_WRITTEN INSTRUCTION_
Convert everything among the items from the line containing "I'd be grateful if you could point out where the boulder" down to the line containing "344, 396, 382, 409", both included, into a Markdown table with the columns Row and Item line. Number each row and omit blank lines.

_DATA ROWS_
<<<<

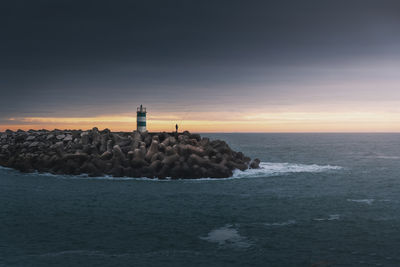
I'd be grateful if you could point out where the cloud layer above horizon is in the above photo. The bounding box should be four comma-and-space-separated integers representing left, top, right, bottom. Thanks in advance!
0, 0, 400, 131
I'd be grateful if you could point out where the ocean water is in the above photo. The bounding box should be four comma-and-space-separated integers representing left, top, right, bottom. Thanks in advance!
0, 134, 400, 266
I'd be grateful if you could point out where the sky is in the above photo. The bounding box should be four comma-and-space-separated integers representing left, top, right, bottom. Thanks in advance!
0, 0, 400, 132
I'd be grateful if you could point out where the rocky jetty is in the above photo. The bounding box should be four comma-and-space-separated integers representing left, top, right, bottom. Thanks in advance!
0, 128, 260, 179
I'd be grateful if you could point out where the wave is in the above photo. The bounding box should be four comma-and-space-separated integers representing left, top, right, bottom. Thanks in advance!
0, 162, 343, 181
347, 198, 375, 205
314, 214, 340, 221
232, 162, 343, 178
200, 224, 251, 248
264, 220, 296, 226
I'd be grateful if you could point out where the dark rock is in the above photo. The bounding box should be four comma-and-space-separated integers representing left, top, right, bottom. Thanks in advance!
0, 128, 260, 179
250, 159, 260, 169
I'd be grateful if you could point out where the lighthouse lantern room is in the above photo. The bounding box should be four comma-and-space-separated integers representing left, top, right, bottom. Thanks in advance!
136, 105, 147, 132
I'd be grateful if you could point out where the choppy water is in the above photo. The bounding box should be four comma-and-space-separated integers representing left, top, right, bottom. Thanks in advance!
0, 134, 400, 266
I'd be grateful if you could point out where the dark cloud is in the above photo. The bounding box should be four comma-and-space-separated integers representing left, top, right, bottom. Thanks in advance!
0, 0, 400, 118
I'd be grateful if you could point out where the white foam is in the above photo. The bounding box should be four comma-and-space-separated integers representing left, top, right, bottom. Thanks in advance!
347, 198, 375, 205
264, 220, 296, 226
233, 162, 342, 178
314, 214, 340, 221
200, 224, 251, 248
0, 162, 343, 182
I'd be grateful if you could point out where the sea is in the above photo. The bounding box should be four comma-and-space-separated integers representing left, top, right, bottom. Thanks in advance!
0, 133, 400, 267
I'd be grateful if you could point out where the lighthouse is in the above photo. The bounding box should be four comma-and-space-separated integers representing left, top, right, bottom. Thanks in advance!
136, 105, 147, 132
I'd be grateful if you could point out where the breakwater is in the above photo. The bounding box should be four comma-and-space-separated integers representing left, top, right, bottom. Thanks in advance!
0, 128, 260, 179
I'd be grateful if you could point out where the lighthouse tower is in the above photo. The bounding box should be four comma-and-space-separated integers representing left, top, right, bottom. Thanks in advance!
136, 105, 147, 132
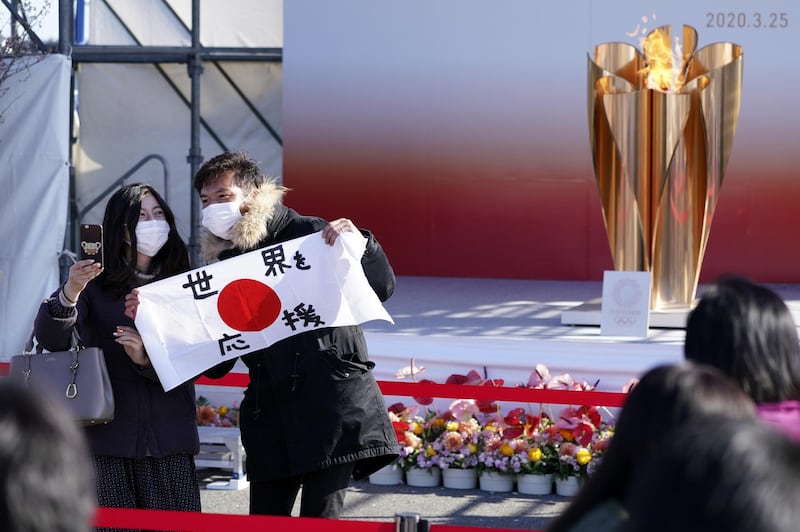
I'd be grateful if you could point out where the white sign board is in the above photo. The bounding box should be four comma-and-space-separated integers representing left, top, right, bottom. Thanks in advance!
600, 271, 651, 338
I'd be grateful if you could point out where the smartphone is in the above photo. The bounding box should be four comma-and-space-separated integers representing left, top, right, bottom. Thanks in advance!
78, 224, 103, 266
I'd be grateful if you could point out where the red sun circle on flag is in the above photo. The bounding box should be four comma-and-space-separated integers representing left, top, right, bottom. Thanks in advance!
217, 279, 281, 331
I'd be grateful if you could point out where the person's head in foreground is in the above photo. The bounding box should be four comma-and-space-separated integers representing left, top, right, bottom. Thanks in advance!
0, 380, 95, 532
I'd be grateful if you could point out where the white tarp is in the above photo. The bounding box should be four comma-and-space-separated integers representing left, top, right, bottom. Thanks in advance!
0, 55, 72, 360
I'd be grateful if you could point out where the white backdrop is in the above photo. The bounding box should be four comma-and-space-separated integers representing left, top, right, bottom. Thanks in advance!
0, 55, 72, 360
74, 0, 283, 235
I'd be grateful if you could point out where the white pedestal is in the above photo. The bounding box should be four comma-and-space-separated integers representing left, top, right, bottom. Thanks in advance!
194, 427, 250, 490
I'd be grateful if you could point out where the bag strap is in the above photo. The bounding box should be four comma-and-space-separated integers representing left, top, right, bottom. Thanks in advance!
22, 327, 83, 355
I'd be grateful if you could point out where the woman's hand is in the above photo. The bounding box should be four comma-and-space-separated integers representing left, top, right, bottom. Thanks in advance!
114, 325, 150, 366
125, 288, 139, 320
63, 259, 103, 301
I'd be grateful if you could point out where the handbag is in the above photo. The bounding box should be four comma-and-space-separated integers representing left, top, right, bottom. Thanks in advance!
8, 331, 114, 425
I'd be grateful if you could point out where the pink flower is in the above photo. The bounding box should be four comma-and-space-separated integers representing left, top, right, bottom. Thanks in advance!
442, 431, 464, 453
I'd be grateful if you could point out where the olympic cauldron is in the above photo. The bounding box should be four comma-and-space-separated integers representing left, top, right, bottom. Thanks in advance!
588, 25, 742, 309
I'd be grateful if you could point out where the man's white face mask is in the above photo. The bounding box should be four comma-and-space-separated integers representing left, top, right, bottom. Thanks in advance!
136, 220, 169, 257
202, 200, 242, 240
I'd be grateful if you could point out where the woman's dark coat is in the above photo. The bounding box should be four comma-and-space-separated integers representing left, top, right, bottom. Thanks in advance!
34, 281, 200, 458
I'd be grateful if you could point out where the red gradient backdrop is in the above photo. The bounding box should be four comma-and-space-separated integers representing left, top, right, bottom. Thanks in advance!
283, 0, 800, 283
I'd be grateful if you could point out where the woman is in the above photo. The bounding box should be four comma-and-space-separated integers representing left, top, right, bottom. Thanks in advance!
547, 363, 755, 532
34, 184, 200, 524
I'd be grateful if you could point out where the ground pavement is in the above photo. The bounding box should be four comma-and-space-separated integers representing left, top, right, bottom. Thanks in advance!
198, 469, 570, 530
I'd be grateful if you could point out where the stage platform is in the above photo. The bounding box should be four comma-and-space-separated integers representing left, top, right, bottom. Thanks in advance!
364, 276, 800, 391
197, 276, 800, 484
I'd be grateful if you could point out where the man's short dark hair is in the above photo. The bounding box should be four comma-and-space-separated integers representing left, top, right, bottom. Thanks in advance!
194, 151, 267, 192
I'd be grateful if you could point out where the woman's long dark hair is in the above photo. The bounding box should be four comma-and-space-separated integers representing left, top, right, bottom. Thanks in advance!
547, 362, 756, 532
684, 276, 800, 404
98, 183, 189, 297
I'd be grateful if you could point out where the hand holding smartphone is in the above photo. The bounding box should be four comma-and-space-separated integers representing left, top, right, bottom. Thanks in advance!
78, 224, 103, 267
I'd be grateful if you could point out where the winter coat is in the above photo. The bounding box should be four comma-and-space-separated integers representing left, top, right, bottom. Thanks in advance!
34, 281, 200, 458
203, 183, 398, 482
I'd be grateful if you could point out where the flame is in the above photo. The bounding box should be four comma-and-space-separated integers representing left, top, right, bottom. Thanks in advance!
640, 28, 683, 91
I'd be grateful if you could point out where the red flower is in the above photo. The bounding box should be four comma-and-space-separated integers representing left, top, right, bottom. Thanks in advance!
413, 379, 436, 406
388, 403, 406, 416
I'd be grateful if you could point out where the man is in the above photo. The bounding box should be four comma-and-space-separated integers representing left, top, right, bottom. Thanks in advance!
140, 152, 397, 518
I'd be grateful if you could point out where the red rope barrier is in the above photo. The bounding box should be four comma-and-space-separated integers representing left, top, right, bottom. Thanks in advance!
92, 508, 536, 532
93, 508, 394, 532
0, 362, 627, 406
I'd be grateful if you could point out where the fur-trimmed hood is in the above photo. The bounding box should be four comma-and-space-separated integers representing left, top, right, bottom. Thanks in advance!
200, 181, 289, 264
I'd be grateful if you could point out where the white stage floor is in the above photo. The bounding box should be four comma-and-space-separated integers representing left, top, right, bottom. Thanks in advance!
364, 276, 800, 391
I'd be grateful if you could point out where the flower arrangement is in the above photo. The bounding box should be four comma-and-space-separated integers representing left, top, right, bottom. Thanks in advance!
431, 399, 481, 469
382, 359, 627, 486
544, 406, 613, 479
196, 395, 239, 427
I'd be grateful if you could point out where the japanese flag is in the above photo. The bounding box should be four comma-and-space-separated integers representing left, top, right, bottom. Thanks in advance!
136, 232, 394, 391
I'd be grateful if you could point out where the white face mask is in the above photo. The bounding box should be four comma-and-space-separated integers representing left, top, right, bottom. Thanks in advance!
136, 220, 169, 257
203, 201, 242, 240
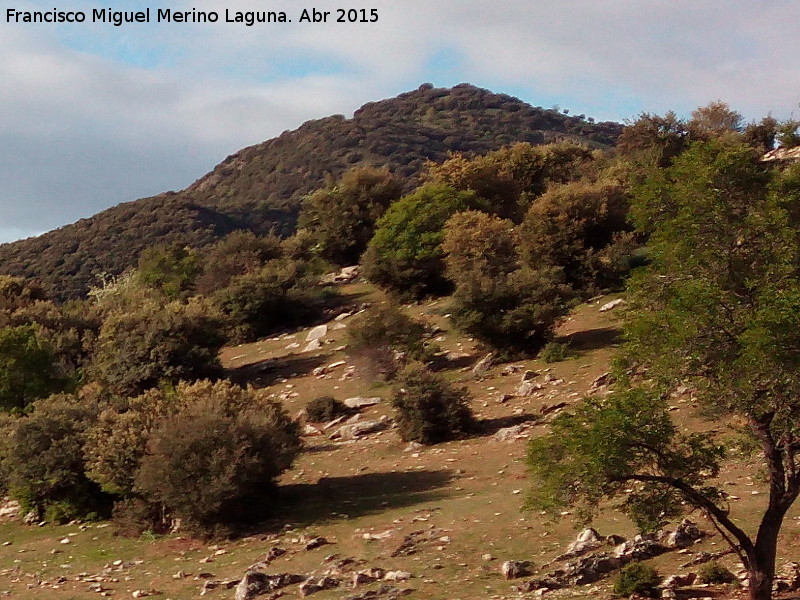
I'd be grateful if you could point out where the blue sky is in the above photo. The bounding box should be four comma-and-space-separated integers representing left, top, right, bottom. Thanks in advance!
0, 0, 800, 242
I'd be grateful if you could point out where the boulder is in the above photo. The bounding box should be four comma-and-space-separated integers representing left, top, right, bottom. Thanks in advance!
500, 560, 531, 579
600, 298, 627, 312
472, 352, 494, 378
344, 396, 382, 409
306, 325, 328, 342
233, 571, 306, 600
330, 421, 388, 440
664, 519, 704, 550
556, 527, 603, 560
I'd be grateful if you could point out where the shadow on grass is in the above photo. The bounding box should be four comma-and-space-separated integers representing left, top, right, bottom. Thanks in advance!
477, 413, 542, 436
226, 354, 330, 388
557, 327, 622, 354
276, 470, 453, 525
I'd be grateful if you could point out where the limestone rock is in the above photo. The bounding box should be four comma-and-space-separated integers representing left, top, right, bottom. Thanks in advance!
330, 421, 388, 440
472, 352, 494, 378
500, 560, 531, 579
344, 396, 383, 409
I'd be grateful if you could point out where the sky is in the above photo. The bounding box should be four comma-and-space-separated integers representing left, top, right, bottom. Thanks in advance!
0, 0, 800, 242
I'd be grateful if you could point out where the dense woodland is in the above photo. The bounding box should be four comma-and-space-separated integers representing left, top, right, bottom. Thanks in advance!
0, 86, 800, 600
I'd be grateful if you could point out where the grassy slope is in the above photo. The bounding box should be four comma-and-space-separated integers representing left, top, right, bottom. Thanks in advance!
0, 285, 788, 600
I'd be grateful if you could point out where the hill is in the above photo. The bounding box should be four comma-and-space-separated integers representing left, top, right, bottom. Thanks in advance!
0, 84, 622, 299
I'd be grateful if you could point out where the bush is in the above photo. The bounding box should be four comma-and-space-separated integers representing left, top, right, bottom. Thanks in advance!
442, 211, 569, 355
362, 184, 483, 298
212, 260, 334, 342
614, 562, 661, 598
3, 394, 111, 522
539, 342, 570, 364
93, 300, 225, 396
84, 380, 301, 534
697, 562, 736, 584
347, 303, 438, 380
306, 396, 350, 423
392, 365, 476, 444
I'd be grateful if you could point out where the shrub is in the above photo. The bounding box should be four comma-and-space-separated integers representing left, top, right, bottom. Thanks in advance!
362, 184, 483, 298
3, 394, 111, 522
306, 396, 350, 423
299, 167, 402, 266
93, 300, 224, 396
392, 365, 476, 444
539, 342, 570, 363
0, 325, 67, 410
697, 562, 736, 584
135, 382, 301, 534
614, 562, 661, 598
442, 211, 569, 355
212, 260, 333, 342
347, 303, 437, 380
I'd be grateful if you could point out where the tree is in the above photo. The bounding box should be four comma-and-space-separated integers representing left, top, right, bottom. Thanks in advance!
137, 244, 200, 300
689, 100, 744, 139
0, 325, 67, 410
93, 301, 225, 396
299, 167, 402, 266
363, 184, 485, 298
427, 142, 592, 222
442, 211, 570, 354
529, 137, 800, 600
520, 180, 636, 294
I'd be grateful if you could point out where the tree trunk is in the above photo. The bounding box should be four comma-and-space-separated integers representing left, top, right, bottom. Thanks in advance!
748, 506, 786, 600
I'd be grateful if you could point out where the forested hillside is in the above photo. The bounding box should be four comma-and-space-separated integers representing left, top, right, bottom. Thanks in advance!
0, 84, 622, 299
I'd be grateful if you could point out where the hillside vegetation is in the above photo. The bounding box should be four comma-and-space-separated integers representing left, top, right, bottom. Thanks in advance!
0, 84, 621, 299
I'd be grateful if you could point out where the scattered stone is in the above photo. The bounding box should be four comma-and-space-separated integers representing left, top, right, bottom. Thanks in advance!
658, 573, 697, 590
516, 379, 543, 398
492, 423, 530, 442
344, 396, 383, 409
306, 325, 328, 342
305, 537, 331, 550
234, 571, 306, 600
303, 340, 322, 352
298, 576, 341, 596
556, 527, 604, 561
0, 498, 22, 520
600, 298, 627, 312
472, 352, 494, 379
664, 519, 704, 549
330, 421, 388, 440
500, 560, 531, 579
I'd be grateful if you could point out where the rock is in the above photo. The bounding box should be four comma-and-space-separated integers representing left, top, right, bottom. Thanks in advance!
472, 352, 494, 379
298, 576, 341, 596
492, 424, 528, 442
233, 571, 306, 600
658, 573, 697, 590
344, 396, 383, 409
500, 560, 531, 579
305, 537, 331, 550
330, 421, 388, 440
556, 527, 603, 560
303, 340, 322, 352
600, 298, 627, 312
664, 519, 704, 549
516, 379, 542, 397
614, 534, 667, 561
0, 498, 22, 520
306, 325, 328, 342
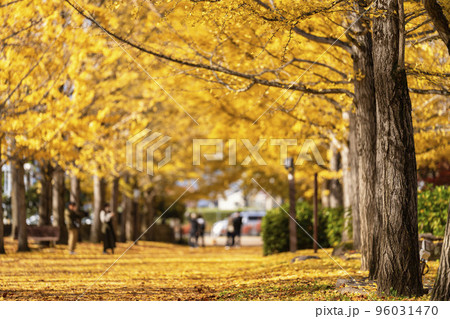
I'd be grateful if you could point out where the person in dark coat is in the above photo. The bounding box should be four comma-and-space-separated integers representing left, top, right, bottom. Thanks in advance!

>>>>

_WORKED SOLUTION_
| Row | Item line |
|---|---|
| 1 | I'd be grateful if you could point out where the boulder is in the above photo. The bounding box should be four comma-and-space-separated integers representing left, top, right, bottom. Thanks in advance! |
| 2 | 500, 560, 531, 579 |
| 3 | 600, 298, 627, 312 |
| 4 | 472, 352, 494, 378 |
| 5 | 344, 396, 382, 409 |